● **OBJECTIVE**
Render this data as a two-column CSV with the headers "request" and "answer", one row per entry. Put each request's text in the first column and its answer in the second, wrap both fields in quotes, and replace any line breaks with spaces.

(Object pointing data rows)
****************

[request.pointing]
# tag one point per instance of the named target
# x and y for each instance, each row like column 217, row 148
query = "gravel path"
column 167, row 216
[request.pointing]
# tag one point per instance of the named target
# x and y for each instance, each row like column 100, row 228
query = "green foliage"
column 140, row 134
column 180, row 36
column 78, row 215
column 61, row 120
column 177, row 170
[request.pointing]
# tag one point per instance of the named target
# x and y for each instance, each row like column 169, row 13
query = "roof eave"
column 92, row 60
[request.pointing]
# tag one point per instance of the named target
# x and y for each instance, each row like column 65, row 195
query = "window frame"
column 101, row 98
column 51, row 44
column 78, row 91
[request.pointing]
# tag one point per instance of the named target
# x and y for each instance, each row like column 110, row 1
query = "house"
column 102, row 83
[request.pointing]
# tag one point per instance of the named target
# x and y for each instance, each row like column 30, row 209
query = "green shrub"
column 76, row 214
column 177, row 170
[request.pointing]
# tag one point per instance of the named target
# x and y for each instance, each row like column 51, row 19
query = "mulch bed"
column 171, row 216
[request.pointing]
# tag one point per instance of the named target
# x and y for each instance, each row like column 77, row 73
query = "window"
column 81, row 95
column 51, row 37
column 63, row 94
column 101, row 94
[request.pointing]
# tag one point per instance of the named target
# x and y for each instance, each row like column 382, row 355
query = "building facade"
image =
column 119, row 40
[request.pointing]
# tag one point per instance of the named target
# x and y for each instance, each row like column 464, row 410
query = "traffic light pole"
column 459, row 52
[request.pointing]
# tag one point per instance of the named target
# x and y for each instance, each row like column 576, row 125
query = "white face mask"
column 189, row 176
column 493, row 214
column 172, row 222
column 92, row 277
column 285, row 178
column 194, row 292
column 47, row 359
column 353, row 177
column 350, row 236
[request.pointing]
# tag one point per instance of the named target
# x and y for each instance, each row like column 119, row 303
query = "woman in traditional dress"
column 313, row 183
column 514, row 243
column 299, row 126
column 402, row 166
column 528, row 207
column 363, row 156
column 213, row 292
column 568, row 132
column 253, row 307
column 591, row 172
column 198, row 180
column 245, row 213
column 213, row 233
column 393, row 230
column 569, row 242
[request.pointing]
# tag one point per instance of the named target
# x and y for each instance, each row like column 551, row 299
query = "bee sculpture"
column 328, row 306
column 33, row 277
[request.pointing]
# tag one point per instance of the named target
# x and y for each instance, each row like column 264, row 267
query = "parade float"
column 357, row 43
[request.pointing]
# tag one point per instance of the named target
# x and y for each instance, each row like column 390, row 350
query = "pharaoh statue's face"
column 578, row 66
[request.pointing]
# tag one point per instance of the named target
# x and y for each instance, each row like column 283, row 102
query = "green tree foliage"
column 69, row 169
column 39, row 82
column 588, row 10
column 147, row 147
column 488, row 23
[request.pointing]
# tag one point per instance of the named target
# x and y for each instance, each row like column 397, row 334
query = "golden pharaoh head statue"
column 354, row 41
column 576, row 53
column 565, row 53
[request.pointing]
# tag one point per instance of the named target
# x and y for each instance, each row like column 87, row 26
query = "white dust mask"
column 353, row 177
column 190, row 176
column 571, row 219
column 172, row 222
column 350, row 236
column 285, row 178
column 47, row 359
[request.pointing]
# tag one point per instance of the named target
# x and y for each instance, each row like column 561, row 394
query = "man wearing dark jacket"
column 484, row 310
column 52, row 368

****************

● **WRITTEN SOLUTION**
request,answer
"[request.pointing] # tag one point per instance of the named target # x and y for each instance, each row like column 217, row 148 query = ""gravel path""","column 167, row 216"
"[request.pointing] # tag one point per instance of the named target # x and y for each instance, each row like column 100, row 228 query = ""green foliage""","column 140, row 134 column 180, row 36 column 78, row 215 column 61, row 120 column 177, row 170"
"[request.pointing] # tag one point per instance of the named target # x and y for each instance, each row like column 169, row 13 query = ""roof eave""","column 92, row 60"
"[request.pointing] # tag one point per instance of the named target # x and y for each instance, each row like column 65, row 195 query = ""window frame""","column 101, row 98 column 51, row 44 column 78, row 91"
"[request.pointing] # tag one point per instance of the named target # x and y for each instance, each row like column 110, row 1 query = ""house""","column 102, row 83"
"[request.pointing] # tag one point per instance of the named target # x and y for each instance, each row like column 30, row 209 query = ""green shrub""","column 76, row 214 column 177, row 170"
"[request.pointing] # tag one point per instance of the named target # x and y for each instance, each row like column 51, row 19 query = ""mulch bed""","column 171, row 216"
"[request.pointing] # tag one point per instance of the named target # x and y for each instance, each row like column 77, row 73 query = ""window""","column 81, row 95 column 51, row 37 column 63, row 94 column 101, row 94"
"[request.pointing] # tag one point per instance of the named target # x and y for each instance, each row like column 382, row 355 query = ""building facade"" image =","column 119, row 40"
"[request.pointing] # tag one point per instance of the named target # x and y for each instance, each row like column 464, row 410 query = ""traffic light pole""","column 459, row 52"
"[request.pointing] # tag one point per instance of the named target # x and y for each instance, each row like column 576, row 125 query = ""white face mask""","column 189, row 176 column 493, row 214 column 172, row 222 column 92, row 277 column 285, row 178 column 194, row 292 column 47, row 359 column 353, row 177 column 350, row 236"
"[request.pointing] # tag one point per instance of the named target # x and y for each instance, each row like column 119, row 303 query = ""woman in traditional dress""","column 313, row 183 column 514, row 243 column 299, row 126 column 402, row 166 column 528, row 207 column 363, row 156 column 213, row 292 column 568, row 132 column 253, row 307 column 591, row 172 column 198, row 180 column 245, row 213 column 213, row 233 column 393, row 230 column 569, row 242"
"[request.pointing] # tag one point per instance of the named target # x and y for each instance, each row like column 551, row 299 query = ""bee sculpture""","column 328, row 306 column 33, row 277"
"[request.pointing] # tag one point per instance of the named target # x and y for each instance, each row like column 264, row 267 query = ""parade float""","column 357, row 43"
"[request.pointing] # tag one point per instance of the named target # x and y for each instance, each row like column 390, row 350 query = ""pharaoh statue's face""","column 578, row 66"
"[request.pointing] # tag one point per instance of the named target # x and y for each instance, each row like column 283, row 102 query = ""green tree foliage""","column 69, row 169 column 39, row 82 column 588, row 10 column 147, row 147 column 488, row 23"
"[request.pointing] # tag one point per instance of the named target # x and y for each instance, each row like column 397, row 334 query = ""golden pharaoh head statue""","column 354, row 41 column 576, row 53 column 565, row 53"
"[request.pointing] # tag one point per instance of the named target # x and y for each instance, each row like column 87, row 26 query = ""white dust mask""","column 353, row 177 column 190, row 176 column 571, row 219 column 172, row 222 column 350, row 236 column 285, row 178 column 47, row 359"
"[request.pointing] # tag one point per instance of the named target # x and y for each instance, each row like column 561, row 394 query = ""man wearing dark jacket""","column 484, row 310 column 52, row 368"